Shape boundary entries
|---|

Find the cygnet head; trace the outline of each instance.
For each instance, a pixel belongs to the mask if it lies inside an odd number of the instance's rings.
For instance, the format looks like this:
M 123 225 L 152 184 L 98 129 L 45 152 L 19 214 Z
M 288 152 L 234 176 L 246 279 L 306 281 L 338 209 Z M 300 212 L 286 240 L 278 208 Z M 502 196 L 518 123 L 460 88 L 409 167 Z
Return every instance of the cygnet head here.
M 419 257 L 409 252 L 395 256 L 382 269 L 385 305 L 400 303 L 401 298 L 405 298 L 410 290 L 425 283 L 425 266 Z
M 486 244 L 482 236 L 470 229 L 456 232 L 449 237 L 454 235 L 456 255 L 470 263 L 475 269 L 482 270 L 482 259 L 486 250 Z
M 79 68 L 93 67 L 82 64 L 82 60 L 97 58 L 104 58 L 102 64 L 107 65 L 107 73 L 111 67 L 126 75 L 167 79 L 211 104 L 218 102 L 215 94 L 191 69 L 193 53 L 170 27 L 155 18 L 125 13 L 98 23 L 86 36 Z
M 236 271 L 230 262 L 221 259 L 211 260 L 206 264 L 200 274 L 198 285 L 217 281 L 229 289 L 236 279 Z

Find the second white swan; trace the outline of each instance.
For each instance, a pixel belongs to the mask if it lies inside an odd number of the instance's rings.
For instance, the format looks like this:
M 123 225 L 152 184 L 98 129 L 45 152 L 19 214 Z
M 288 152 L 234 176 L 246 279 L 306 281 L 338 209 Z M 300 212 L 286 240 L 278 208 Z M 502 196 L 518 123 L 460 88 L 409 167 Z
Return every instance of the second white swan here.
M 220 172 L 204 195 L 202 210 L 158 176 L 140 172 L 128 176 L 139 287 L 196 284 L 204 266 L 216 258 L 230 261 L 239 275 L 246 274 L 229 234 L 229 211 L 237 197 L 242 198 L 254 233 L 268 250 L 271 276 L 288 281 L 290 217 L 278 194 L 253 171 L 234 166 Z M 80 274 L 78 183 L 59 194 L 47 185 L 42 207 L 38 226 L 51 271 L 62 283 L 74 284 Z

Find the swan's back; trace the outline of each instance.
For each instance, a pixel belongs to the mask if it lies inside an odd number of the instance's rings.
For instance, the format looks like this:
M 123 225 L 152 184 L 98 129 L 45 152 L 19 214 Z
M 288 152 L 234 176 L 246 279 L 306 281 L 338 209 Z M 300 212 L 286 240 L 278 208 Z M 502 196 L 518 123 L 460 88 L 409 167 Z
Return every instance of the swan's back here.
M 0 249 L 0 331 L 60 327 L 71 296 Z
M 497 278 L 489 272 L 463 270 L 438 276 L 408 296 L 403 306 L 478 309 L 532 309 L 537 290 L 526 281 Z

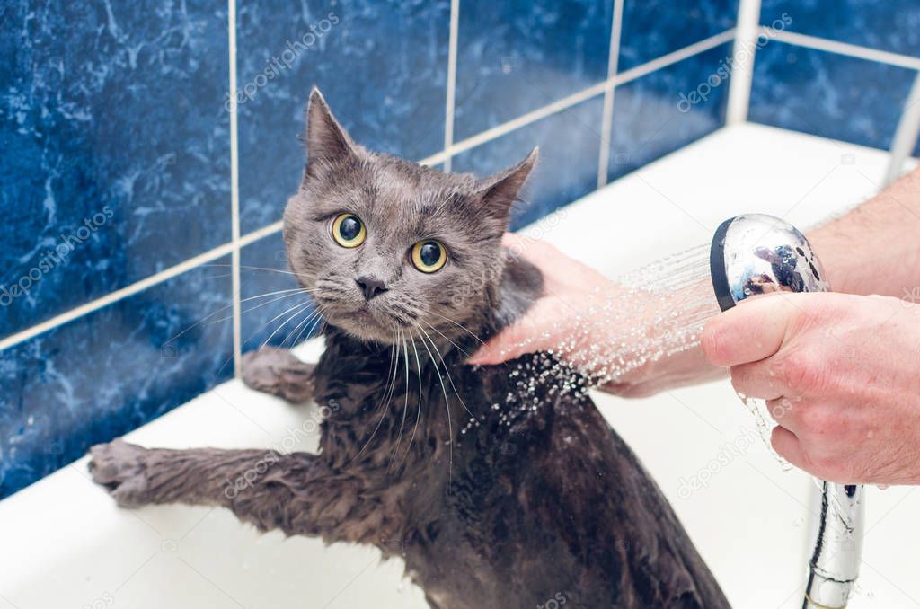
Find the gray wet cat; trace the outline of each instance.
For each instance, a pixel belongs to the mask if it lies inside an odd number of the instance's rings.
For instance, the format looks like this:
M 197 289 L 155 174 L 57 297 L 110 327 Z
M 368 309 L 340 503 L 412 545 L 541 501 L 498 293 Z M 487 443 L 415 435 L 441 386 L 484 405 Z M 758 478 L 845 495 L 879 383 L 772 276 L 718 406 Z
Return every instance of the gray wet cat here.
M 374 545 L 432 607 L 728 606 L 577 375 L 546 354 L 464 363 L 541 294 L 501 246 L 536 150 L 477 179 L 365 150 L 316 90 L 307 114 L 284 238 L 326 351 L 315 367 L 249 353 L 245 380 L 327 405 L 319 454 L 116 441 L 92 449 L 97 482 L 127 507 L 224 506 L 263 531 Z

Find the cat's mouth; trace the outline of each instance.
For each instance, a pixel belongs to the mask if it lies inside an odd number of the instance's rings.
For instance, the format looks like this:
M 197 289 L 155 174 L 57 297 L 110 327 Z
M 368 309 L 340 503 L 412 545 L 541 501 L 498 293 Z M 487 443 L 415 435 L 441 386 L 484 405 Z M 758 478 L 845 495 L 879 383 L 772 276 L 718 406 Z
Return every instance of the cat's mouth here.
M 362 340 L 389 343 L 399 322 L 372 303 L 357 306 L 324 306 L 326 320 Z

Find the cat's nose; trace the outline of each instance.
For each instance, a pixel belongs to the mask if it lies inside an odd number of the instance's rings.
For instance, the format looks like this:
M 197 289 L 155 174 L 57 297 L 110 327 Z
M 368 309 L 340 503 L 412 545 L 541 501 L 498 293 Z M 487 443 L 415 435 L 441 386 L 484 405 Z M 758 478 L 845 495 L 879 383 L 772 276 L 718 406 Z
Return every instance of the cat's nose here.
M 361 288 L 362 293 L 364 294 L 364 300 L 371 300 L 374 296 L 380 295 L 386 292 L 386 286 L 379 279 L 374 277 L 359 277 L 354 280 Z

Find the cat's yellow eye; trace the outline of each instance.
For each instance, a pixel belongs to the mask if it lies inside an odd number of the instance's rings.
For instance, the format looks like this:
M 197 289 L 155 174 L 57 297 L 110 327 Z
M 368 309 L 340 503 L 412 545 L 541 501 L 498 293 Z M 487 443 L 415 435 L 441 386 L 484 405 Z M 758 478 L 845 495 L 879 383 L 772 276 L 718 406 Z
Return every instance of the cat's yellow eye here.
M 342 247 L 357 247 L 367 238 L 367 229 L 353 213 L 339 213 L 332 222 L 332 238 Z
M 447 262 L 447 250 L 437 241 L 420 241 L 412 246 L 412 264 L 423 273 L 441 270 Z

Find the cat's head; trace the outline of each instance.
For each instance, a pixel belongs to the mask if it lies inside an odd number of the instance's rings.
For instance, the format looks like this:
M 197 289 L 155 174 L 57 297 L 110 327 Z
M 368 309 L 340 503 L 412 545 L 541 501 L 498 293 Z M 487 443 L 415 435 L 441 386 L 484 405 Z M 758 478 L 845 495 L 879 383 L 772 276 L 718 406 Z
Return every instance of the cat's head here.
M 364 340 L 463 332 L 495 304 L 501 236 L 535 150 L 489 178 L 355 144 L 316 89 L 304 180 L 284 213 L 292 270 L 327 321 Z

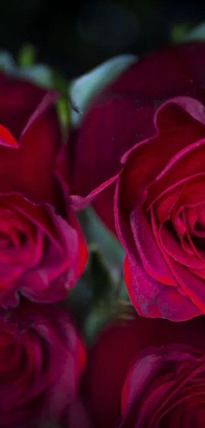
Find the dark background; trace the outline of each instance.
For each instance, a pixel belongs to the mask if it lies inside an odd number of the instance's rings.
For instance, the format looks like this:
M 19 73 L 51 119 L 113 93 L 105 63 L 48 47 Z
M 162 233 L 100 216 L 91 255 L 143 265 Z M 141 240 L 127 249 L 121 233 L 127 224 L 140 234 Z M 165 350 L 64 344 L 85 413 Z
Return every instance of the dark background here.
M 16 55 L 24 42 L 67 79 L 115 55 L 143 55 L 168 42 L 174 26 L 205 20 L 195 0 L 1 0 L 0 48 Z

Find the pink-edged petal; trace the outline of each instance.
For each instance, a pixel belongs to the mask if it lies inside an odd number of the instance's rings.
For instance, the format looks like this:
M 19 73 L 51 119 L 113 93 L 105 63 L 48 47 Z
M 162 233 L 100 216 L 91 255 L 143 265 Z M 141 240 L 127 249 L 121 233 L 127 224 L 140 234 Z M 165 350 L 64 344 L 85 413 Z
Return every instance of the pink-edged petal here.
M 156 136 L 137 144 L 128 156 L 124 157 L 124 161 L 126 161 L 126 163 L 122 174 L 122 198 L 128 199 L 128 206 L 131 208 L 133 208 L 134 205 L 136 206 L 143 203 L 144 192 L 150 186 L 147 197 L 146 195 L 146 206 L 148 207 L 159 194 L 166 190 L 173 183 L 179 182 L 184 179 L 184 177 L 189 178 L 194 173 L 201 173 L 204 170 L 203 157 L 200 161 L 203 163 L 203 166 L 200 168 L 199 165 L 196 170 L 194 162 L 190 163 L 190 157 L 195 156 L 196 162 L 197 156 L 195 155 L 196 150 L 198 159 L 198 152 L 201 149 L 198 142 L 200 140 L 202 146 L 203 146 L 205 125 L 193 118 L 181 106 L 178 105 L 176 99 L 174 102 L 170 100 L 156 113 L 157 127 Z M 179 103 L 180 99 L 179 97 Z M 161 119 L 162 115 L 163 120 Z M 168 127 L 166 126 L 164 115 L 169 118 Z M 179 178 L 172 171 L 173 166 L 171 169 L 171 174 L 170 167 L 166 174 L 164 173 L 164 170 L 168 168 L 167 164 L 170 163 L 170 160 L 174 157 L 177 159 L 181 152 L 183 155 L 182 154 L 181 162 L 184 163 L 184 161 L 186 165 L 184 166 L 183 163 L 182 170 L 180 164 Z M 149 156 L 148 153 L 149 154 Z M 159 153 L 160 156 L 159 156 Z M 187 162 L 184 161 L 185 158 L 187 158 Z M 187 168 L 186 167 L 187 164 Z M 161 178 L 162 171 L 163 176 Z M 124 203 L 125 205 L 125 200 Z
M 184 294 L 197 307 L 201 313 L 205 313 L 204 280 L 172 258 L 168 258 L 167 261 Z
M 130 224 L 137 250 L 147 272 L 162 284 L 177 286 L 177 282 L 157 245 L 141 208 L 132 212 Z
M 54 206 L 61 202 L 54 170 L 62 141 L 56 97 L 45 95 L 22 130 L 17 149 L 0 147 L 1 193 L 17 192 L 33 202 Z
M 0 73 L 0 123 L 17 141 L 47 91 Z
M 70 148 L 74 194 L 85 196 L 119 171 L 127 150 L 154 134 L 153 115 L 162 103 L 188 94 L 205 102 L 204 51 L 203 43 L 161 49 L 131 65 L 96 97 Z
M 105 182 L 105 183 L 103 183 L 99 186 L 99 187 L 93 190 L 85 197 L 82 197 L 78 195 L 71 195 L 70 197 L 70 200 L 72 208 L 75 210 L 84 208 L 94 200 L 96 196 L 98 196 L 101 192 L 106 189 L 108 186 L 116 181 L 119 175 L 119 174 L 117 174 L 107 181 Z

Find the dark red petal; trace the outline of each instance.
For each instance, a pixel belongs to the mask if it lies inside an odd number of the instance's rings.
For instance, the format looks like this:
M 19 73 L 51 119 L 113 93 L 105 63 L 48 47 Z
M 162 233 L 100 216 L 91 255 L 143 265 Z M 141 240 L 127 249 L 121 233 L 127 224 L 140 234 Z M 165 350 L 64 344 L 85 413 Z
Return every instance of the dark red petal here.
M 89 355 L 83 382 L 85 399 L 94 426 L 120 426 L 123 386 L 139 351 L 153 346 L 184 343 L 199 346 L 203 352 L 204 328 L 203 316 L 175 323 L 137 315 L 135 319 L 118 320 L 106 328 Z
M 45 97 L 23 132 L 19 147 L 0 147 L 0 192 L 17 192 L 33 202 L 55 206 L 61 200 L 54 168 L 61 136 L 52 106 L 56 95 Z
M 31 83 L 0 73 L 0 123 L 17 141 L 46 93 Z

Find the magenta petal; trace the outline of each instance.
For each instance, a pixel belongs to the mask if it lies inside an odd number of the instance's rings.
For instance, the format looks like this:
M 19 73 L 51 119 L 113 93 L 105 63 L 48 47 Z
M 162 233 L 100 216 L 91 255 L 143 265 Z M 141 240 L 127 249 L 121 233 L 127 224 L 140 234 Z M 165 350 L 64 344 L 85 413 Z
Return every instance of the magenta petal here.
M 177 286 L 141 208 L 136 208 L 132 212 L 130 224 L 137 250 L 147 273 L 162 285 Z

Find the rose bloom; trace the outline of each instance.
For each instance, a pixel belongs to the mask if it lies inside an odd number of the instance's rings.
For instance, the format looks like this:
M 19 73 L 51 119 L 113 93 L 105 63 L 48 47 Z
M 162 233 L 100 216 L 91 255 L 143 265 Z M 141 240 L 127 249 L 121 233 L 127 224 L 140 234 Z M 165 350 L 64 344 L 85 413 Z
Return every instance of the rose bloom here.
M 137 315 L 102 332 L 88 356 L 84 397 L 98 428 L 205 426 L 205 318 Z
M 56 94 L 0 75 L 0 306 L 66 297 L 86 250 L 65 185 Z
M 204 54 L 203 43 L 184 44 L 131 65 L 76 137 L 73 193 L 98 194 L 112 230 L 114 210 L 125 281 L 145 316 L 205 313 Z
M 77 393 L 84 347 L 64 311 L 23 302 L 0 311 L 0 426 L 62 420 Z

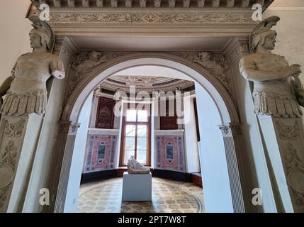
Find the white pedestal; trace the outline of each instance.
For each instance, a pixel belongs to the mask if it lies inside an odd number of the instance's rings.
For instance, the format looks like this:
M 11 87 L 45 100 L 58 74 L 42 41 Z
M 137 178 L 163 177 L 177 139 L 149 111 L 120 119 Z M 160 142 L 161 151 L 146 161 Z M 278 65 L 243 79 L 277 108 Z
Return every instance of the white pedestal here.
M 123 201 L 152 201 L 152 175 L 124 172 Z

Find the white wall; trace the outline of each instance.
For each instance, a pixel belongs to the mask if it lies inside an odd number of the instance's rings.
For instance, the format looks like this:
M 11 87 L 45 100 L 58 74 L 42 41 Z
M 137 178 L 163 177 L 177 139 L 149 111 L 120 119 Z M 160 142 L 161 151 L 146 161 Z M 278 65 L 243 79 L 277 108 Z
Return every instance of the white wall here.
M 184 99 L 185 146 L 187 172 L 201 172 L 198 157 L 198 138 L 193 97 Z
M 223 122 L 209 94 L 196 82 L 195 85 L 206 211 L 233 212 L 224 140 L 218 126 Z
M 89 95 L 84 102 L 78 120 L 81 126 L 78 130 L 74 146 L 73 158 L 72 160 L 64 205 L 64 212 L 66 213 L 77 212 L 76 206 L 79 193 L 80 180 L 84 161 L 92 100 L 93 94 Z

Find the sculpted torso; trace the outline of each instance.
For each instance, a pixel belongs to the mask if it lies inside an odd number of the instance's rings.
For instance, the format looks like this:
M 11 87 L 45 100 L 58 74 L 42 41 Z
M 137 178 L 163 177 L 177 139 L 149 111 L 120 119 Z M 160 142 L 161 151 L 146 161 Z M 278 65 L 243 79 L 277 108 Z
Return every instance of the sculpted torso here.
M 61 60 L 52 54 L 55 45 L 52 29 L 36 16 L 30 17 L 30 20 L 33 22 L 33 29 L 29 33 L 33 52 L 19 57 L 11 77 L 0 87 L 0 97 L 5 96 L 0 109 L 2 115 L 45 113 L 47 80 L 51 76 L 64 78 Z
M 254 83 L 256 114 L 300 118 L 300 105 L 304 105 L 300 66 L 289 65 L 284 57 L 271 52 L 276 32 L 271 28 L 278 21 L 278 17 L 271 17 L 254 28 L 249 41 L 251 54 L 242 58 L 240 70 L 245 79 Z
M 289 66 L 289 65 L 285 57 L 274 54 L 252 54 L 244 57 L 241 62 L 241 68 L 252 69 L 261 72 L 278 72 L 278 74 L 286 66 Z M 261 77 L 260 80 L 257 78 L 253 82 L 254 83 L 254 90 L 256 92 L 279 92 L 281 95 L 287 96 L 291 96 L 292 94 L 289 77 L 264 80 L 264 77 Z
M 60 72 L 62 74 L 63 68 L 57 56 L 49 52 L 25 54 L 19 57 L 13 70 L 10 91 L 18 94 L 45 89 L 50 77 Z

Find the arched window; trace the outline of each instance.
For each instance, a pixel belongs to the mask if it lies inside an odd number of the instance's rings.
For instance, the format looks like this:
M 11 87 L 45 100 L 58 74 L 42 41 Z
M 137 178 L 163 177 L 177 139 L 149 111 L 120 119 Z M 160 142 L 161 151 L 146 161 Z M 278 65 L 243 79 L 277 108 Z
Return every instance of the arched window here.
M 150 105 L 140 108 L 124 106 L 120 165 L 124 166 L 131 155 L 141 164 L 150 165 Z
M 98 148 L 97 161 L 101 163 L 106 160 L 106 145 L 104 142 L 101 142 Z
M 169 162 L 174 160 L 174 147 L 171 143 L 166 145 L 166 159 Z

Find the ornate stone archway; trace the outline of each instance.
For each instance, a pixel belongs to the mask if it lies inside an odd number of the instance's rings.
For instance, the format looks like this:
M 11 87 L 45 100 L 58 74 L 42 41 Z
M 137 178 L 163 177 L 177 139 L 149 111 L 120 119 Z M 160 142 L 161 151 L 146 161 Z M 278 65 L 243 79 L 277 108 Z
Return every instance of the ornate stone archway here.
M 247 157 L 241 125 L 231 94 L 223 84 L 206 69 L 179 53 L 137 52 L 121 54 L 94 67 L 72 87 L 60 122 L 57 139 L 53 148 L 47 187 L 55 198 L 44 211 L 63 212 L 74 144 L 79 125 L 77 118 L 88 95 L 103 79 L 123 69 L 139 65 L 158 65 L 181 71 L 193 79 L 207 91 L 215 103 L 222 119 L 219 126 L 223 135 L 226 160 L 235 212 L 250 211 L 251 182 L 248 177 Z M 70 72 L 70 74 L 72 72 Z M 61 168 L 58 168 L 60 166 Z M 247 176 L 245 176 L 245 172 Z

|---|

Rewrite the rows from the line with "Find the swan's" to the line with "M 497 278 L", putting "swan's wing" in place of "swan's back" and keeping everything else the same.

* _Task response_
Find the swan's wing; trace the outline of each instance.
For each instance, a pixel belongs to the mask if it lies inside an odd number of the instance's rings.
For instance, the format looks like this:
M 123 225 L 152 184 L 98 129 L 45 152 L 19 214 Z
M 288 152 L 234 176 L 246 279 L 306 281 L 338 209 Z M 300 212 L 286 240 L 278 208 Z M 502 196 L 518 123 L 460 88 L 409 167 Z
Return every instance of the swan's wing here.
M 0 249 L 0 331 L 60 327 L 71 296 Z
M 497 278 L 489 272 L 463 270 L 438 276 L 408 296 L 403 306 L 478 309 L 532 309 L 537 290 L 526 281 Z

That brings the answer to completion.